Stored data
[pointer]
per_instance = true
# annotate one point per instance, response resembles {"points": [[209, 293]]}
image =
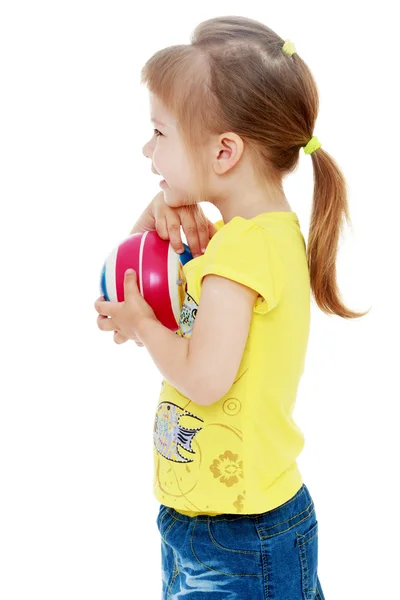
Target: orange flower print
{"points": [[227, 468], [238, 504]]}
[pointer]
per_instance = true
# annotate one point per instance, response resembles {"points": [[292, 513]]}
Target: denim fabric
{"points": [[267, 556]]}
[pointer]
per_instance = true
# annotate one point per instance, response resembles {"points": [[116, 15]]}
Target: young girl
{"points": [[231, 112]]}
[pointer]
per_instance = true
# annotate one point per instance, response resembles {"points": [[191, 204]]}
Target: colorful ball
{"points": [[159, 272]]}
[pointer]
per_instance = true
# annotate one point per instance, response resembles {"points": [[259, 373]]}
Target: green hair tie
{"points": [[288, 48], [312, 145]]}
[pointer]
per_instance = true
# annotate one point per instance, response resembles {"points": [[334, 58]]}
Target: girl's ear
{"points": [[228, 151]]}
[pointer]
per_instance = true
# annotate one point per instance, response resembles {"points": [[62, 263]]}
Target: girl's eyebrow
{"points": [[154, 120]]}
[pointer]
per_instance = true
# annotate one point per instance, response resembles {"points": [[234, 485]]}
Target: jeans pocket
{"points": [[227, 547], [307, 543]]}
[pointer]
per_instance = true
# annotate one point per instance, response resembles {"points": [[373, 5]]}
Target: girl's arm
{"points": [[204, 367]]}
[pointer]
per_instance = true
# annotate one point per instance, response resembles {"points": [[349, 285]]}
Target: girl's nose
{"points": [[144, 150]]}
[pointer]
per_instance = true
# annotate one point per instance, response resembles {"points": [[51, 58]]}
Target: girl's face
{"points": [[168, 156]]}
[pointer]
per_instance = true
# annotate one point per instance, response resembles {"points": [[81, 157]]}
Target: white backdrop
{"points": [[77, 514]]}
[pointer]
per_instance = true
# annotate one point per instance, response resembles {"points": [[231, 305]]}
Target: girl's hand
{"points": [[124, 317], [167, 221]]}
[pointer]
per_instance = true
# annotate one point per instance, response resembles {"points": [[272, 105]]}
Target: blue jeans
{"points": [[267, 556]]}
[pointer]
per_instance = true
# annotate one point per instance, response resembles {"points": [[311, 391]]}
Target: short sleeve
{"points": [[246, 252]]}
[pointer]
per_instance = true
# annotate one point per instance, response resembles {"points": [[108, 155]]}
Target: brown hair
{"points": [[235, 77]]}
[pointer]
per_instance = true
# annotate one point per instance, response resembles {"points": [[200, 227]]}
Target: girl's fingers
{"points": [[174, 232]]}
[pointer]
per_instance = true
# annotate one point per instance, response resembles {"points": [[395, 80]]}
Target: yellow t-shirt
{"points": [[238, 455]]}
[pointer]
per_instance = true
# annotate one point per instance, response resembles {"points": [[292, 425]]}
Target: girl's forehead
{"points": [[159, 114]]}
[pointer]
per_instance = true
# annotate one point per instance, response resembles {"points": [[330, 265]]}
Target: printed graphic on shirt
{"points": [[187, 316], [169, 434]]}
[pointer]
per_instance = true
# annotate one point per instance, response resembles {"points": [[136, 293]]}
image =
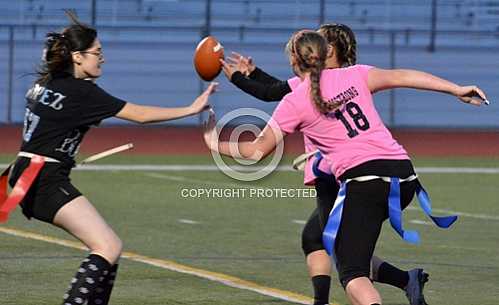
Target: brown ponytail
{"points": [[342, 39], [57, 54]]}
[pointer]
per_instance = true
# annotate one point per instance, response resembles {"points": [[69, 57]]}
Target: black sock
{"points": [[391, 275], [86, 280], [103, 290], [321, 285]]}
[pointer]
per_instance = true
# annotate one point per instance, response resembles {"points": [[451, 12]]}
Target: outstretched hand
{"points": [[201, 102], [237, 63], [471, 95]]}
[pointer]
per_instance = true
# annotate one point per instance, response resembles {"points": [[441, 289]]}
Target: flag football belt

* YOUR OBJECTIVE:
All of the lines above must be printed again exactly, and no picture may appear in the copy.

* ANSWER FOR THE TASK:
[pointer]
per_instance = true
# annotate one point per instance, response resembles {"points": [[209, 293]]}
image =
Target: orange flower print
{"points": [[227, 468], [238, 504]]}
[pointer]
per_instance = true
# annotate one point per instance, response resembles {"points": [[292, 513]]}
Target: denim fabric
{"points": [[267, 556]]}
[pointer]
per_instance = true
# annotate one point per instance, response resembles {"points": [[116, 15]]}
Target: young girl
{"points": [[231, 112]]}
[pointer]
per_instance = true
# annotate one point per instance, response resembles {"points": [[191, 204]]}
Target: colorful ball
{"points": [[159, 272]]}
[pointer]
per_instance = true
# annotate one point per instance, response resembles {"points": [[259, 373]]}
Target: green hair tie
{"points": [[288, 48], [312, 145]]}
[pointer]
per_instance = true
# annotate one point per instance, response resembles {"points": [[334, 58]]}
Target: girl's ear
{"points": [[228, 151]]}
[pointer]
per_instance = true
# annotate one point per instance, response resembles {"points": [[62, 263]]}
Target: girl's eyebrow
{"points": [[154, 120]]}
[pointer]
per_instance = true
# annotate one point per instance, response resembles {"points": [[234, 485]]}
Target: jeans pocket
{"points": [[227, 547], [307, 543]]}
[pointer]
per_instance = true
# annotate one point per instance, response resembles {"points": [[373, 5]]}
Target: girl's arm
{"points": [[204, 367]]}
[pointer]
per_instance = true
# annotate one point per instance, response resembles {"points": [[349, 285]]}
Target: girl's nose
{"points": [[144, 150]]}
[pointer]
per_instance = true
# annotate one point per instance, response resembles {"points": [[51, 58]]}
Target: girl's face
{"points": [[168, 156]]}
[pointer]
per_instance = true
# annotate one point per instance, response resembles {"points": [[81, 157]]}
Target: white backdrop
{"points": [[77, 514]]}
[pointer]
per_instance = true
# annotate one point per instance, response resembles {"points": [[231, 305]]}
Target: girl's hand
{"points": [[124, 317], [167, 221]]}
[pointer]
per_instance = true
# annotate one point per instance, response resembles {"points": [[272, 105]]}
Target: blue jeans
{"points": [[267, 556]]}
[pointer]
per_instance = true
# annotate one point per instance, response resembles {"points": [[311, 391]]}
Target: short sleeve
{"points": [[246, 252]]}
[pointer]
per_instance = true
# annotate one point per instance, response resembles {"points": [[108, 155]]}
Target: brown hair
{"points": [[235, 77]]}
[pointer]
per_instance = true
# annotate one point per instance, response resembles {"points": [[200, 227]]}
Target: girl's fingers
{"points": [[174, 232]]}
[pointer]
per_instance = true
# annotate one point per instance, response resembles {"points": [[395, 80]]}
Target: yellow t-shirt
{"points": [[238, 455]]}
[pointer]
per_instance = true
# annotate one point per instance, response resembles {"points": [[292, 425]]}
Target: girl's forehead
{"points": [[159, 114]]}
[pointer]
per_instance = true
# annotate one point per instance, response resembles {"points": [[330, 265]]}
Target: printed graphic on shirt
{"points": [[187, 316], [169, 434]]}
[pointer]
per_instance = true
# annotate one point per instance, response resembles {"points": [[136, 293]]}
image =
Target: brown ponytail
{"points": [[342, 39], [57, 54]]}
[pointer]
per_instance = true
# annotate one point per instance, response resembles {"points": [[69, 57]]}
Target: black sock
{"points": [[391, 275], [86, 280], [103, 290], [321, 285]]}
[pointer]
per_instance = true
# annotate one point per instance, response resembles {"points": [[451, 12]]}
Target: outstretched hand
{"points": [[201, 102], [237, 63], [471, 95]]}
[pointer]
per_instance = true
# annotate one point per instance, response resembles {"points": [[441, 289]]}
Target: flag football belt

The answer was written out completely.